Task goal: Omit every picture, then return each line of the data below exactly.

Extracted material:
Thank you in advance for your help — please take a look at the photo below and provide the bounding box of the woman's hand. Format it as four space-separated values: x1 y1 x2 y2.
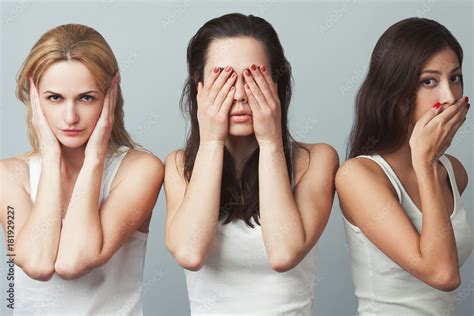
197 66 237 144
29 78 61 159
409 96 469 170
243 64 283 148
85 73 119 162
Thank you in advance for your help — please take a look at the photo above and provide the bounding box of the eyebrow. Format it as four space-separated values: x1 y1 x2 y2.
43 90 100 95
420 66 461 75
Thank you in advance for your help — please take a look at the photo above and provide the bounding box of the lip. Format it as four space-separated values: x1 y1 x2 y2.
230 113 252 123
62 129 83 136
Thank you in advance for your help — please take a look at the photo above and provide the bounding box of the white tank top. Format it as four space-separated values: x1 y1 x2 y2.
185 145 318 315
14 146 149 315
343 154 474 316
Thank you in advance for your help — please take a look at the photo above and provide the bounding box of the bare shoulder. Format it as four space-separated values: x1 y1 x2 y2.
0 155 30 194
293 142 339 185
164 149 187 183
336 156 392 191
445 154 468 194
113 149 164 188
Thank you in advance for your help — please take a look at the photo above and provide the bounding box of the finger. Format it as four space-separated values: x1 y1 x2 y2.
203 66 223 90
435 96 469 123
244 82 261 113
208 66 234 106
259 64 277 95
213 71 237 110
417 102 443 127
244 68 267 109
249 64 276 109
218 86 236 117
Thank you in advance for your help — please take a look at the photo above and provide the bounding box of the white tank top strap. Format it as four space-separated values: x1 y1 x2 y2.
28 155 41 203
100 146 130 204
438 154 461 201
355 154 402 203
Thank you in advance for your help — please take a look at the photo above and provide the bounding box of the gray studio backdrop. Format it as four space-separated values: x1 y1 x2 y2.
1 0 473 315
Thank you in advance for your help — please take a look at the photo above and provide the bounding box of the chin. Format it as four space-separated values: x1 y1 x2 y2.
56 136 88 149
228 123 254 137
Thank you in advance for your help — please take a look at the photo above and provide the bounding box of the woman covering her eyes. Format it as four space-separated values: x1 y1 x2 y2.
336 18 473 315
0 24 163 315
164 13 339 315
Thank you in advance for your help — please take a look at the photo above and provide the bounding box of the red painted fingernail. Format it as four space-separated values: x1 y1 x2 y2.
261 65 267 72
250 64 257 71
214 67 220 73
465 96 469 103
433 102 441 109
231 72 236 78
225 66 232 72
245 69 251 76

Solution to the exercise:
Thank you in advance for your help — please take a look at the photo below and provide the bounding box of the woman's hand. Format it as four space-separated values: x1 y1 x2 y2.
197 66 237 144
29 78 61 159
409 96 469 170
243 64 283 148
85 73 119 162
Thank you in advance for your help — please take a look at the photo above and provide the bounding box of the eyebrow. Format it as four space-separated values: x1 y1 x2 y2.
43 90 100 95
420 66 461 75
Thank you in advance for your help — please take a look at the photo above and provide the bounding box of the lip. Format it as four space-separated values: x1 y1 x2 y2.
230 113 252 123
62 129 83 136
Thank you in advance for your help — please take a look at the photo above and provide the bounding box of the white tank top. Format it as four space-separated values: x1 y1 x2 y2.
185 145 318 315
14 146 149 315
343 154 474 316
Thank you in advance for your help — please take a look at the photo above and provide the bounding box of the bare shoulder. Format it as four space-separated values: x1 y1 x2 y2.
0 155 30 194
293 142 339 185
164 149 187 183
336 156 392 191
445 154 468 194
113 149 164 188
Thank you in advance for your help — please take a look at the photo above and provide the bounding box of the finger. Format it as four space-separated values: x1 y1 x2 y2.
203 66 223 90
435 96 469 123
244 82 261 113
208 66 234 106
259 64 277 95
213 71 237 110
417 102 443 127
244 68 267 109
249 64 276 109
218 86 236 117
Thank you in advance for your help — please take a look at the photo above and provide the bounding box of the white tank top strap. Format it as four space-separated values: x1 y1 x2 y2.
28 155 41 203
100 146 130 204
438 154 461 201
355 154 402 203
Thank you in advance for your help — please take a look at the photo above and provide the bounding box of the gray studio backdrop. Format it as four space-separated values: x1 y1 x2 y2.
1 0 473 315
Thank you in advance for your help — please take a look at the photo above and provide the bounding box of the chin. Format it as four space-separated values: x1 y1 x2 y2.
56 136 88 149
228 123 254 137
Thank you in advance for your help — please take a look at the photo above and provide the bounding box of the woman covering her eyes. Format it as four space-separated values: x1 y1 x2 y2.
336 18 473 315
0 24 163 315
164 13 339 315
Thank you in advance for your help — please take a look at the photo above and provide the bounding box of the red painted fingernail. Format it as four space-separated values: x1 y1 x2 y2.
261 65 267 72
250 64 257 71
214 67 220 73
465 96 469 103
433 102 441 109
231 72 236 78
225 66 232 72
245 69 251 76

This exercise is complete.